WHAT YOU ARE ASKED TO DO: Extract each line below that contains the word "representative", matching case exactly.

RAW DATA:
—————
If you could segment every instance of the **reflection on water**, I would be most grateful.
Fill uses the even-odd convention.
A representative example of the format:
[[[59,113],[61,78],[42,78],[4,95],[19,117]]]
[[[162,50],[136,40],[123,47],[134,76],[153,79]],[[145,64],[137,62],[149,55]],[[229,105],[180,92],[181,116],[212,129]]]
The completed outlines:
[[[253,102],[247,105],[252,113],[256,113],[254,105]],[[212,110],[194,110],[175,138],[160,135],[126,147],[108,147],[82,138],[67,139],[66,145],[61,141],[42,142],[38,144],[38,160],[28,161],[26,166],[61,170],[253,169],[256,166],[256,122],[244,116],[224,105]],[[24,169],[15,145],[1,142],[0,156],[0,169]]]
—————
FULL ANSWER:
A representative example of the format:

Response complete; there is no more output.